-------- Records

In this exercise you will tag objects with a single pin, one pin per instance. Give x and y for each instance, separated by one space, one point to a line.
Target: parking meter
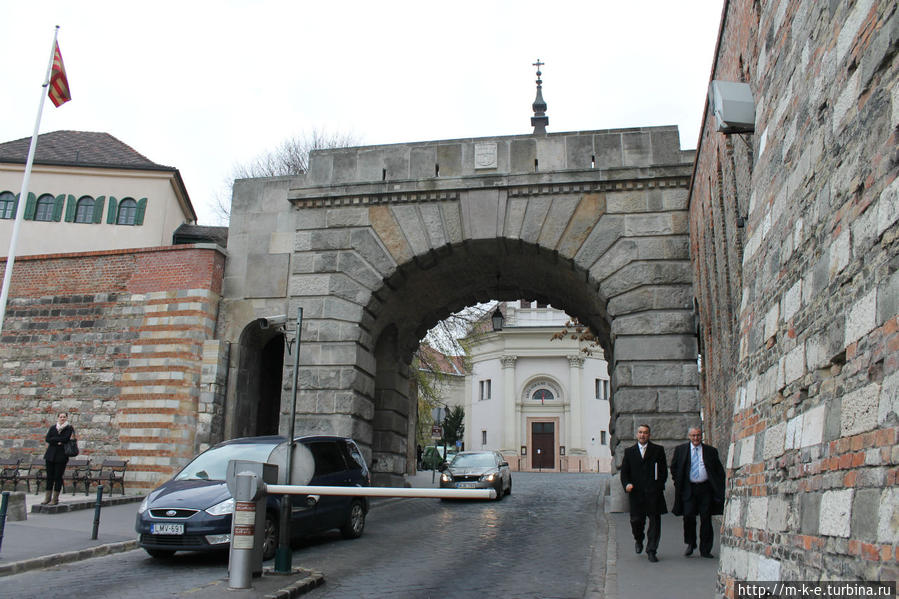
245 479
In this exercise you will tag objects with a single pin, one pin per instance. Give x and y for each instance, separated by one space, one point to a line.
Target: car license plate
167 529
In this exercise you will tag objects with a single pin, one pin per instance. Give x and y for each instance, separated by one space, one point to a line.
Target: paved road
538 542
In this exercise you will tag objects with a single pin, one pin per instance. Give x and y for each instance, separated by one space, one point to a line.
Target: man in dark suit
698 490
644 471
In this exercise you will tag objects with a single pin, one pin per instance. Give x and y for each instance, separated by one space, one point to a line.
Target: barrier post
97 505
4 503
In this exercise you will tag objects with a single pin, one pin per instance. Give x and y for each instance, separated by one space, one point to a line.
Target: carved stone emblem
485 155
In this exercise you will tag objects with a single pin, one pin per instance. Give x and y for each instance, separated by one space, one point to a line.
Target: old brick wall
124 341
799 305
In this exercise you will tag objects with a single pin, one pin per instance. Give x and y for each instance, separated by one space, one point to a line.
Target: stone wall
123 340
795 247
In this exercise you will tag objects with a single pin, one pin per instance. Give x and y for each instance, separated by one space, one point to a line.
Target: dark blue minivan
192 511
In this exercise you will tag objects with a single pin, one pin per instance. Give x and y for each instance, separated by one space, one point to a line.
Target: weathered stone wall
799 306
123 341
377 244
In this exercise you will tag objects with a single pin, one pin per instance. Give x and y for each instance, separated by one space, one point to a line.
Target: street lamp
497 319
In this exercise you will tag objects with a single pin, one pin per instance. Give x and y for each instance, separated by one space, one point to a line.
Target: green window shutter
70 209
98 209
141 209
57 208
111 214
30 206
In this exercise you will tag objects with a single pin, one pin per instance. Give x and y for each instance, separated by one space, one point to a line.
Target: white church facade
543 403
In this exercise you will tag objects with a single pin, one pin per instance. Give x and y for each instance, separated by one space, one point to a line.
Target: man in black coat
698 490
644 471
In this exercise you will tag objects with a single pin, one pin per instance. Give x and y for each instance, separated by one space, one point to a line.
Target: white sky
202 85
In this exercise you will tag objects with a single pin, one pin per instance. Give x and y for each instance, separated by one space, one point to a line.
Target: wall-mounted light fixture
732 105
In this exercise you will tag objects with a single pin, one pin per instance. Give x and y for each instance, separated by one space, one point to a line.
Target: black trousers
700 504
653 532
55 471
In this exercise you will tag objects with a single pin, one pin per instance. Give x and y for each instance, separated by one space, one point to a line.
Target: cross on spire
539 121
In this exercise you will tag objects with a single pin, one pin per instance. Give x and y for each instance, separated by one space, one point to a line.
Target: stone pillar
574 428
510 422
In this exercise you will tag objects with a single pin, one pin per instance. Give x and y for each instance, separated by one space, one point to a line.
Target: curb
86 504
46 561
311 580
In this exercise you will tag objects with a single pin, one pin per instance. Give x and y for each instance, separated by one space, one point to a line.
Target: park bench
77 473
37 472
110 472
9 472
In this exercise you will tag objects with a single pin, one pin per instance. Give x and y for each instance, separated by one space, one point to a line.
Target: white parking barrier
381 492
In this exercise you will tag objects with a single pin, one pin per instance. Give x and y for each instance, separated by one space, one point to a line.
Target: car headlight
222 509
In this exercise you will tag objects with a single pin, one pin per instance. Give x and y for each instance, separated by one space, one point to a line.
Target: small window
543 395
45 205
84 211
127 212
7 204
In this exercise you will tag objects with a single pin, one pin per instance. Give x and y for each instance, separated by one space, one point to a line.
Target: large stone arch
376 249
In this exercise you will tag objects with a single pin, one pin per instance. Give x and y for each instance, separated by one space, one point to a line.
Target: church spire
539 120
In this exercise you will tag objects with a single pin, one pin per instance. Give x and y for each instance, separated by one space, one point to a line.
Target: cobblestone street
537 542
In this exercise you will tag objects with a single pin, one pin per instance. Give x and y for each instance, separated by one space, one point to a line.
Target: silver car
478 470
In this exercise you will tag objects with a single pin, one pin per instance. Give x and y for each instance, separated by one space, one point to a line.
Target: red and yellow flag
59 85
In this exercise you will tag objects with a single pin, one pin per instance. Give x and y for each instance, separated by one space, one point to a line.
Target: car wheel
270 537
355 522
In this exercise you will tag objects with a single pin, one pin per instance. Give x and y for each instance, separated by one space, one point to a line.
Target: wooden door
543 439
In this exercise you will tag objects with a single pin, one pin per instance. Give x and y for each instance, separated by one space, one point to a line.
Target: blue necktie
695 465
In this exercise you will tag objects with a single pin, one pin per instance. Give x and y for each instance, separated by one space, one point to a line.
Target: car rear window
328 459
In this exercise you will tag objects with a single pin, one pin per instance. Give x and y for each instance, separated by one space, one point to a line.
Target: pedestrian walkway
672 577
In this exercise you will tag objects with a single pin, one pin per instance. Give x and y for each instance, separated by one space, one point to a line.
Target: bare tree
291 157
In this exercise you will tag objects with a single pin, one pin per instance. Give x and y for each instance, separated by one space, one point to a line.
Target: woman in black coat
55 457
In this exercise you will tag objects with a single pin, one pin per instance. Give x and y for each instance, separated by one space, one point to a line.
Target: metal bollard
97 506
4 503
243 531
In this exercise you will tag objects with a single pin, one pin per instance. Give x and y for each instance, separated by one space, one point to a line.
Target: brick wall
120 339
799 306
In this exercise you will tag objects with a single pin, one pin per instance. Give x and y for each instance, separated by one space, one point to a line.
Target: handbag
70 448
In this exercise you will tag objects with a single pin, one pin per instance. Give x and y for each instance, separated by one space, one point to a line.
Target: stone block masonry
795 245
123 341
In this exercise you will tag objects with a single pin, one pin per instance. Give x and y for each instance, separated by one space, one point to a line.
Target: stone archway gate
379 243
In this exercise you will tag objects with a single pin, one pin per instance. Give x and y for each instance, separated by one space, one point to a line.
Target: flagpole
23 197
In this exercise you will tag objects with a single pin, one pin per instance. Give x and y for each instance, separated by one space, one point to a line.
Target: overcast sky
203 85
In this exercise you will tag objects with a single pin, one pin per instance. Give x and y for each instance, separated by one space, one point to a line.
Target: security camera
272 321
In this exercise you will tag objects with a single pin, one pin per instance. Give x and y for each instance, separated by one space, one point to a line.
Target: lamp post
497 319
283 557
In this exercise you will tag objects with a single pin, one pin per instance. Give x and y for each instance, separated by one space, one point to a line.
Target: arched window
127 212
45 205
84 212
543 395
7 204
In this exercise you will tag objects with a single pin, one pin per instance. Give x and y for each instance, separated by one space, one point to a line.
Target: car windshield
474 460
213 464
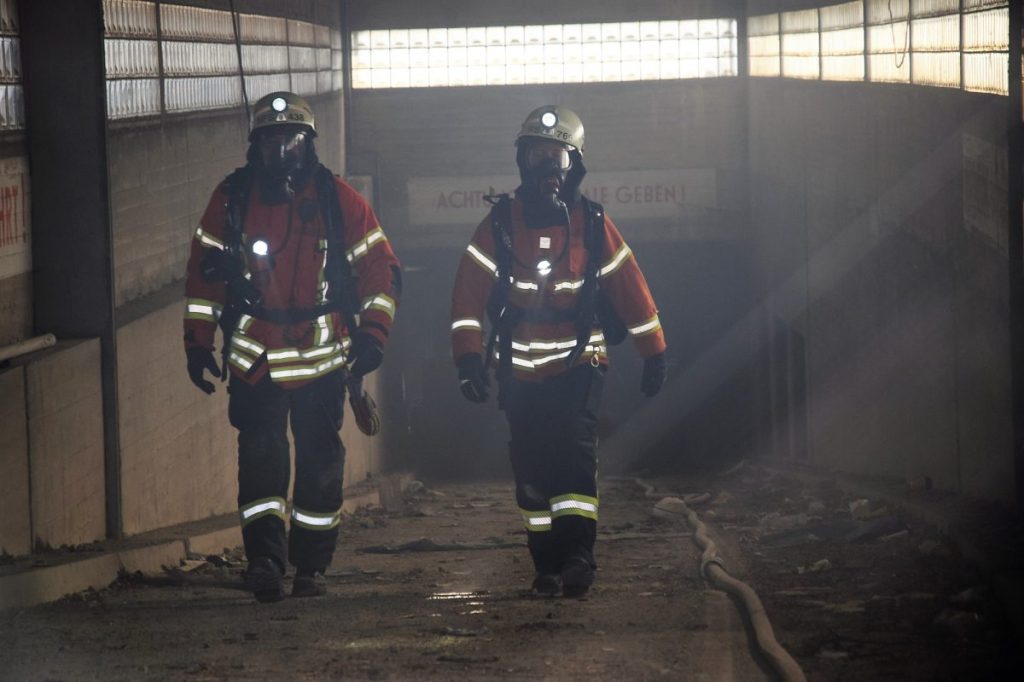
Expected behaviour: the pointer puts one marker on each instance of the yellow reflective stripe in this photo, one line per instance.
(615, 262)
(309, 371)
(200, 308)
(240, 361)
(568, 285)
(240, 341)
(467, 323)
(380, 302)
(536, 345)
(208, 240)
(482, 259)
(525, 286)
(573, 505)
(311, 353)
(324, 330)
(536, 520)
(315, 521)
(647, 327)
(360, 248)
(261, 508)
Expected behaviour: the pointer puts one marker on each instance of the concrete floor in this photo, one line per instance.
(437, 587)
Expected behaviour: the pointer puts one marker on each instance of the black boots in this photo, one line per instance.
(308, 583)
(548, 585)
(577, 577)
(263, 579)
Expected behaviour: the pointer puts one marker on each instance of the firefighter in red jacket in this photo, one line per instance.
(557, 283)
(290, 261)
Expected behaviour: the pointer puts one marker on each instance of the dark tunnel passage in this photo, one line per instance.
(806, 217)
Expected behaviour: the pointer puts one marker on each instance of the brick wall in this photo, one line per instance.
(66, 444)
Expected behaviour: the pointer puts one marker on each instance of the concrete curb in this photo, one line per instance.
(39, 585)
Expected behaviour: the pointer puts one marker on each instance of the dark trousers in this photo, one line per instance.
(553, 449)
(261, 415)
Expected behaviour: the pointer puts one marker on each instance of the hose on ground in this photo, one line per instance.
(713, 569)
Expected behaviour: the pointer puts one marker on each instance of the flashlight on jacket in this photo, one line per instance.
(220, 266)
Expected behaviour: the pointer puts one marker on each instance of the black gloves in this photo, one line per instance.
(654, 374)
(366, 354)
(472, 379)
(201, 358)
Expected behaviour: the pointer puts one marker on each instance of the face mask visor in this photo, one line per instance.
(282, 148)
(548, 156)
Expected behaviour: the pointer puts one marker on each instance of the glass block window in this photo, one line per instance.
(459, 56)
(800, 36)
(935, 43)
(764, 45)
(843, 42)
(986, 48)
(944, 43)
(889, 41)
(192, 62)
(11, 95)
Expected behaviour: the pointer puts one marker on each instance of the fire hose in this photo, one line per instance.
(713, 569)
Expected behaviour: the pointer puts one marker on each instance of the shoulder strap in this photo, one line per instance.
(593, 239)
(501, 227)
(341, 285)
(238, 183)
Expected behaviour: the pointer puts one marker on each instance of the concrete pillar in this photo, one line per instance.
(66, 122)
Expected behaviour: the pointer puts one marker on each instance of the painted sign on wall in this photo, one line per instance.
(15, 245)
(667, 195)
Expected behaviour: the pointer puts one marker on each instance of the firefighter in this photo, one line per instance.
(558, 285)
(292, 264)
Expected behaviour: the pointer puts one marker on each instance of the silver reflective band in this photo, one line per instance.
(568, 285)
(468, 323)
(295, 353)
(206, 239)
(314, 520)
(363, 246)
(379, 301)
(648, 326)
(615, 261)
(265, 506)
(308, 372)
(241, 361)
(480, 258)
(573, 504)
(256, 348)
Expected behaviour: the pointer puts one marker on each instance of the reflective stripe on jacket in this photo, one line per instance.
(292, 274)
(542, 280)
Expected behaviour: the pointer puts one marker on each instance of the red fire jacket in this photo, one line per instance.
(539, 350)
(292, 274)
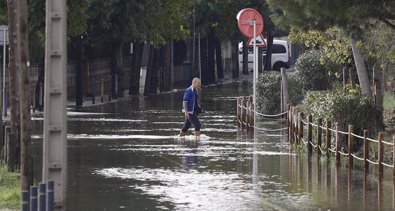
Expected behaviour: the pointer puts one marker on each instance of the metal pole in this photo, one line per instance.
(255, 71)
(33, 198)
(50, 196)
(25, 200)
(41, 196)
(4, 93)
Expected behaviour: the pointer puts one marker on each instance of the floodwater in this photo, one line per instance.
(124, 156)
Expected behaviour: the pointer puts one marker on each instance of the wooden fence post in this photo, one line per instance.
(319, 137)
(289, 123)
(393, 157)
(338, 144)
(381, 153)
(300, 130)
(242, 113)
(247, 113)
(238, 112)
(309, 135)
(252, 119)
(328, 137)
(366, 149)
(350, 145)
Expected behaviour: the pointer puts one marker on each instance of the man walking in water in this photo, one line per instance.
(191, 108)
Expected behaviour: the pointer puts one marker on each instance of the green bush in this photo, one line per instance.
(344, 108)
(314, 73)
(269, 92)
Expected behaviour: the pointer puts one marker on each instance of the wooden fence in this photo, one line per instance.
(327, 140)
(300, 130)
(39, 199)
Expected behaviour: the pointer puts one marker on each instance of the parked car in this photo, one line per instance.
(280, 55)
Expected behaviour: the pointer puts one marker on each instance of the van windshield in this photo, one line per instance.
(277, 48)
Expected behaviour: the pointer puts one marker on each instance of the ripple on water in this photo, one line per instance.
(194, 190)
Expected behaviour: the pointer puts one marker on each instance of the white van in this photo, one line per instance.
(280, 55)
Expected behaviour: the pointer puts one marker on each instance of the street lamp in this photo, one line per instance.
(4, 42)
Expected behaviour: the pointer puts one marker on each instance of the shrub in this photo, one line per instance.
(314, 73)
(344, 108)
(269, 92)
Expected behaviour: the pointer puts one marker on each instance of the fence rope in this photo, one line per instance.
(372, 140)
(372, 162)
(270, 115)
(322, 127)
(388, 165)
(342, 153)
(322, 152)
(356, 157)
(314, 125)
(344, 133)
(270, 130)
(312, 144)
(358, 136)
(388, 143)
(332, 150)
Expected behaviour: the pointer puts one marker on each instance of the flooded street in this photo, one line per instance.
(124, 156)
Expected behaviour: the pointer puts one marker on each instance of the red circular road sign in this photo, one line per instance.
(245, 22)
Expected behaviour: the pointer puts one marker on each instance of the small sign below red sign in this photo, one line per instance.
(260, 42)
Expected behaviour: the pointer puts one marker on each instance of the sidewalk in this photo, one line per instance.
(88, 101)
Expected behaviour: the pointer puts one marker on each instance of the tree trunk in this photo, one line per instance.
(211, 56)
(204, 61)
(361, 68)
(119, 69)
(13, 85)
(149, 71)
(218, 58)
(153, 88)
(260, 59)
(269, 47)
(378, 94)
(166, 67)
(26, 170)
(235, 59)
(134, 86)
(78, 76)
(245, 58)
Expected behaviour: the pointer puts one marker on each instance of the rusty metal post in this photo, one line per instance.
(366, 150)
(319, 137)
(242, 113)
(381, 153)
(393, 157)
(289, 123)
(328, 137)
(338, 144)
(350, 145)
(309, 135)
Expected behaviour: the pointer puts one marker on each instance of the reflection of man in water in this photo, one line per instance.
(191, 108)
(190, 160)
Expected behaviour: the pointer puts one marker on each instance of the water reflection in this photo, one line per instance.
(124, 156)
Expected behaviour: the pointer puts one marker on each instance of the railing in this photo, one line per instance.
(39, 199)
(246, 115)
(296, 134)
(300, 130)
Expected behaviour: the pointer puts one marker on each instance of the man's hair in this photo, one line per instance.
(195, 80)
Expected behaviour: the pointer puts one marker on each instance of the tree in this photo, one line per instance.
(26, 167)
(351, 16)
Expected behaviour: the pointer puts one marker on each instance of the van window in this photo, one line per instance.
(277, 49)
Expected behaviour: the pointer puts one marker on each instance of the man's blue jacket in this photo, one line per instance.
(189, 98)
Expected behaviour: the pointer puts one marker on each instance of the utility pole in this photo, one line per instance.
(55, 95)
(24, 87)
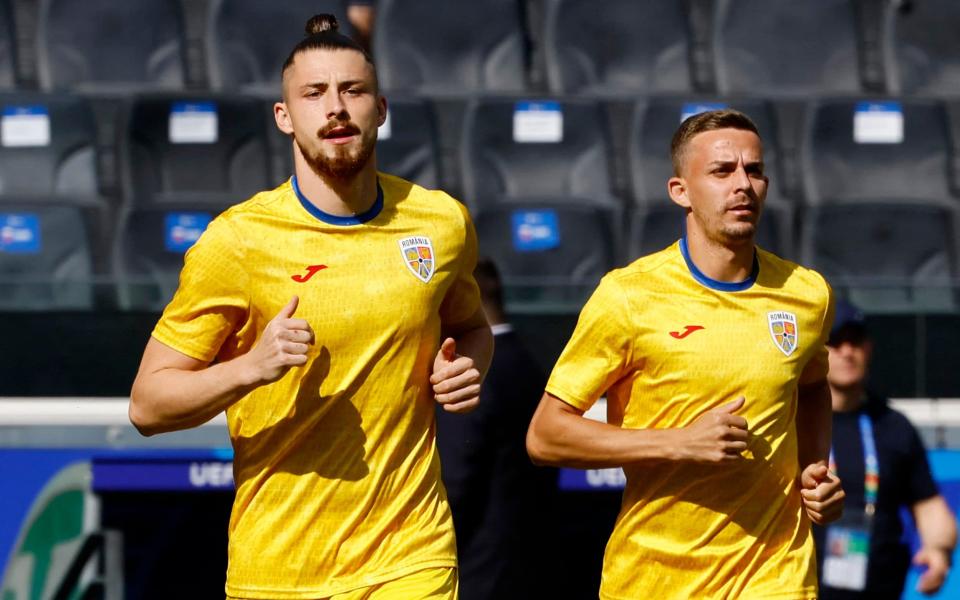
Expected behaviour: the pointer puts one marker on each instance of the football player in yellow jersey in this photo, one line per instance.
(313, 315)
(711, 354)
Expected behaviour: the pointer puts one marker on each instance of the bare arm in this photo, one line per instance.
(173, 391)
(821, 491)
(560, 435)
(462, 363)
(938, 538)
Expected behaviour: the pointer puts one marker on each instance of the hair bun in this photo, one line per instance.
(321, 23)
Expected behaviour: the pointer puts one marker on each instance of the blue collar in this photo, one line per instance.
(360, 219)
(722, 286)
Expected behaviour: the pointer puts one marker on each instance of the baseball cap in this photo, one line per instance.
(849, 324)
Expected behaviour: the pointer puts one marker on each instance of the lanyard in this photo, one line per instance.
(871, 467)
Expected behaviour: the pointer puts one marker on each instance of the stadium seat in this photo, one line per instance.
(407, 144)
(926, 49)
(426, 46)
(617, 47)
(47, 146)
(106, 46)
(8, 44)
(149, 248)
(551, 254)
(201, 148)
(886, 256)
(896, 149)
(783, 47)
(241, 56)
(515, 148)
(47, 253)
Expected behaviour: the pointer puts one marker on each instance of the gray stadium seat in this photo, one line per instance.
(48, 146)
(426, 46)
(574, 164)
(47, 254)
(149, 248)
(105, 45)
(202, 148)
(248, 40)
(8, 54)
(839, 167)
(887, 256)
(926, 49)
(784, 47)
(411, 150)
(550, 254)
(617, 47)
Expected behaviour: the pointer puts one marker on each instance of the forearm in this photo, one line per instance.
(814, 424)
(936, 524)
(170, 399)
(477, 344)
(562, 438)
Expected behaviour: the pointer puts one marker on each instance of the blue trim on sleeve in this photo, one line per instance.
(360, 219)
(722, 286)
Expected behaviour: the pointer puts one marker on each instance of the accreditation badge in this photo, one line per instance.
(847, 552)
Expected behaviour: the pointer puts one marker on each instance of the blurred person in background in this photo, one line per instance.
(881, 459)
(501, 502)
(327, 317)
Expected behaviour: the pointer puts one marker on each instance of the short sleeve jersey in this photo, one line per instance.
(336, 468)
(666, 343)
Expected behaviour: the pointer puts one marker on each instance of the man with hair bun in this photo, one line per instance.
(711, 355)
(327, 317)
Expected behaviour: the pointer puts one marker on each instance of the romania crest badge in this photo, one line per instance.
(418, 256)
(783, 328)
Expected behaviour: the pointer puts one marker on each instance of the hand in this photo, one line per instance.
(455, 379)
(937, 561)
(716, 436)
(821, 493)
(284, 344)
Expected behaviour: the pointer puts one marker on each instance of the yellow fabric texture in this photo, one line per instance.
(684, 530)
(336, 467)
(428, 584)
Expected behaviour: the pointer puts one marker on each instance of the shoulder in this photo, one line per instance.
(788, 274)
(416, 197)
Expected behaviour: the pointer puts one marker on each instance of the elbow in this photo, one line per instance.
(540, 450)
(139, 417)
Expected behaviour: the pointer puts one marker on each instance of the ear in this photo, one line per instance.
(381, 110)
(677, 188)
(282, 117)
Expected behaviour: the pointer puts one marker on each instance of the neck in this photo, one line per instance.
(846, 399)
(340, 197)
(722, 262)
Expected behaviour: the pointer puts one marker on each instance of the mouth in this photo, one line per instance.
(340, 134)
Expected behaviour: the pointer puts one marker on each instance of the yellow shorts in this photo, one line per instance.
(438, 583)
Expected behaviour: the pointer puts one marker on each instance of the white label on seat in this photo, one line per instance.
(25, 126)
(537, 122)
(878, 123)
(695, 108)
(384, 131)
(193, 123)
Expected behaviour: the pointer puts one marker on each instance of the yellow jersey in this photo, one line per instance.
(666, 344)
(336, 468)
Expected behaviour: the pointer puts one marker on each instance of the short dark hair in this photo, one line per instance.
(710, 120)
(322, 33)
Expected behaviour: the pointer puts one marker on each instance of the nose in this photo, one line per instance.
(333, 104)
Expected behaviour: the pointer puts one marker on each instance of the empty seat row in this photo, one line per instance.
(766, 47)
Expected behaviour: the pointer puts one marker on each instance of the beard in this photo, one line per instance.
(344, 165)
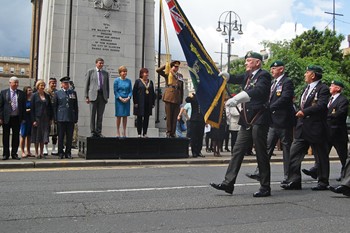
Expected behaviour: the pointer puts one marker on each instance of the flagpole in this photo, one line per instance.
(159, 56)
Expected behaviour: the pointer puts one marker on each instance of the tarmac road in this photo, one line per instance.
(158, 198)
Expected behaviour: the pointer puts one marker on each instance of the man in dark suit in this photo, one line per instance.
(66, 115)
(12, 109)
(336, 121)
(173, 95)
(97, 94)
(344, 188)
(254, 121)
(311, 130)
(282, 116)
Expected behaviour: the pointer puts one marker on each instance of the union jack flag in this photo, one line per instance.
(210, 88)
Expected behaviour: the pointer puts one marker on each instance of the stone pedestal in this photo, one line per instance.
(111, 29)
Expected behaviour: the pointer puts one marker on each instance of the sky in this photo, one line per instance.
(272, 20)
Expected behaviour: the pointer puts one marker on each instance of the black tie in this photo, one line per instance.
(306, 92)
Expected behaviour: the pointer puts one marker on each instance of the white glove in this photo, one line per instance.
(241, 97)
(225, 74)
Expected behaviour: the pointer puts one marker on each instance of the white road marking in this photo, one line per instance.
(155, 188)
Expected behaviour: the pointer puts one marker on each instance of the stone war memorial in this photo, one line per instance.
(119, 31)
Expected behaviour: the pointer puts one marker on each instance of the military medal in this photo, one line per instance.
(146, 85)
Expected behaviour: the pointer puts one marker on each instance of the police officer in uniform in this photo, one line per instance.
(66, 115)
(254, 121)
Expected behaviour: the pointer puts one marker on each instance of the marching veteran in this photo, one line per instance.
(254, 121)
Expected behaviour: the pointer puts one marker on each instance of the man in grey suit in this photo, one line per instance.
(66, 115)
(97, 94)
(12, 107)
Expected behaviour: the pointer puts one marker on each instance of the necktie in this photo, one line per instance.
(247, 85)
(306, 93)
(100, 78)
(330, 102)
(273, 87)
(13, 101)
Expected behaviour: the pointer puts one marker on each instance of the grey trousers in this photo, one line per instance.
(258, 135)
(97, 109)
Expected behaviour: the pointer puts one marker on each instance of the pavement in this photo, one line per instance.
(55, 162)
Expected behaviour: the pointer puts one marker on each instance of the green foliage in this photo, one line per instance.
(312, 47)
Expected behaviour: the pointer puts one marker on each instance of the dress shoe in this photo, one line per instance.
(319, 187)
(310, 173)
(253, 176)
(340, 189)
(223, 187)
(291, 186)
(15, 157)
(262, 193)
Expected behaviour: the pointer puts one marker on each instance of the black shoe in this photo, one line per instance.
(319, 187)
(310, 173)
(15, 157)
(291, 186)
(262, 193)
(345, 190)
(253, 176)
(223, 187)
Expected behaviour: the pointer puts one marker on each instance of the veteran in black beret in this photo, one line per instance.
(254, 121)
(282, 116)
(311, 130)
(336, 122)
(66, 115)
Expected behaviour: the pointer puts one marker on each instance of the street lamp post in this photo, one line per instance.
(226, 21)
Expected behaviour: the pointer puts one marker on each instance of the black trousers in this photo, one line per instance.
(15, 125)
(196, 137)
(65, 129)
(142, 124)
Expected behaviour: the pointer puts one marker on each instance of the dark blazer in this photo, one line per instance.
(336, 119)
(139, 95)
(6, 108)
(313, 127)
(37, 106)
(174, 92)
(259, 93)
(281, 104)
(66, 106)
(91, 84)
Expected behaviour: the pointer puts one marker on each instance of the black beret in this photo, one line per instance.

----------------

*Description of the task:* Nothing outside the span should appear: transcribe the lines from the one containing "of the dress" through the last line of the records.

*Exercise result:*
Expected behaviour: the pointer puts one marker on each instance of the dress shoe in this photo, one line per instance.
(319, 187)
(310, 173)
(253, 176)
(340, 189)
(223, 187)
(291, 186)
(15, 157)
(262, 193)
Expected behaviour: the pointer puts one marker on each instance of the black shoe in this photo, one line per instance.
(319, 187)
(310, 173)
(15, 157)
(291, 186)
(262, 193)
(345, 190)
(253, 176)
(223, 187)
Expected behaviour: the pointer puts one marker on each instance of the veteran in black beret in this photo, one line per instance.
(254, 121)
(282, 116)
(311, 130)
(336, 122)
(66, 115)
Expected behaviour: the pointer puts one marker on each instance of the street lamp post in this photo, one line per instance.
(226, 21)
Expected behaviour: the pointer puts one marker on each instance of the black trousers in this photo, one line per instance.
(15, 125)
(196, 137)
(65, 129)
(142, 124)
Expected behaviour: the pointer puts one marker on each instance of the dark blazer in this photo, one line per instance.
(336, 119)
(139, 95)
(6, 108)
(313, 127)
(37, 106)
(174, 92)
(259, 93)
(281, 104)
(66, 106)
(91, 84)
Expected behaviour: the pointer puts one marker on each instance of the black beret in this photo, one line per instance.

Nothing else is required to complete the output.